===== Exercise material

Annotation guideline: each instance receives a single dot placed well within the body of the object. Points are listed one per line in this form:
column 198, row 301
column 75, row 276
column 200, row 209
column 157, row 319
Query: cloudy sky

==========

* Task details: With nothing left out, transcribe the records above exactly.

* Result:
Annotation guideline: each instance receives a single dot placed well within the body of the object. Points are listed one per line in this form:
column 198, row 301
column 75, row 276
column 200, row 209
column 157, row 319
Query: cloudy sky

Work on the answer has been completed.